--- Data extract Enclosed Below ---

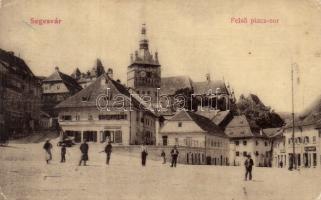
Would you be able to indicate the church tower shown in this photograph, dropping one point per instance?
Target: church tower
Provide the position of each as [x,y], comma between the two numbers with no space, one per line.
[144,71]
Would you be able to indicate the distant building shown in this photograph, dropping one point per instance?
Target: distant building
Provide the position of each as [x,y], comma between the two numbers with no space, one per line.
[55,89]
[124,123]
[246,138]
[20,96]
[204,142]
[144,73]
[307,143]
[85,79]
[220,118]
[144,76]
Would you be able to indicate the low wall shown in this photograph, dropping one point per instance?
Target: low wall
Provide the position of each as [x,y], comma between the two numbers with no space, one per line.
[154,153]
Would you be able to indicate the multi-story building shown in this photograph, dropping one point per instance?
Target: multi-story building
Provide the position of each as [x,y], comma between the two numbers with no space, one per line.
[246,138]
[306,144]
[279,155]
[144,76]
[202,140]
[106,109]
[20,96]
[55,89]
[144,73]
[85,79]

--- End of Enclosed Data extract ---

_What is expected_: The response must restate each line of the material above exactly and contain no images.

_Solution_:
Would you be able to indicate the church tower shown in this photograph, dropping one point per instance?
Target: church tower
Provide the position of each as [x,y], comma between the two numbers with no space, one per line.
[144,71]
Would you be able to indicate the distant building shown in this photograph, dropping one point per instance?
Target: distant building
Provide the position of each as [x,y], comma between the two numbers with no space, one per line.
[55,89]
[124,123]
[246,138]
[20,96]
[204,142]
[144,73]
[307,143]
[85,79]
[220,118]
[144,76]
Would you be able to indicate the low wall shown in this photograph, dropping one point per instance?
Target: low wall
Provide the position of each as [x,y], comma between the two numbers with no space, one per line.
[154,153]
Would you be able to indicate the multi-story building shown in this photograph, dropping one point per instance?
Target: multi-story building
Provide the position of each as [x,y], comma between the two numbers with no space, one per line.
[246,138]
[306,144]
[279,155]
[144,76]
[202,140]
[106,109]
[20,96]
[55,89]
[144,73]
[85,79]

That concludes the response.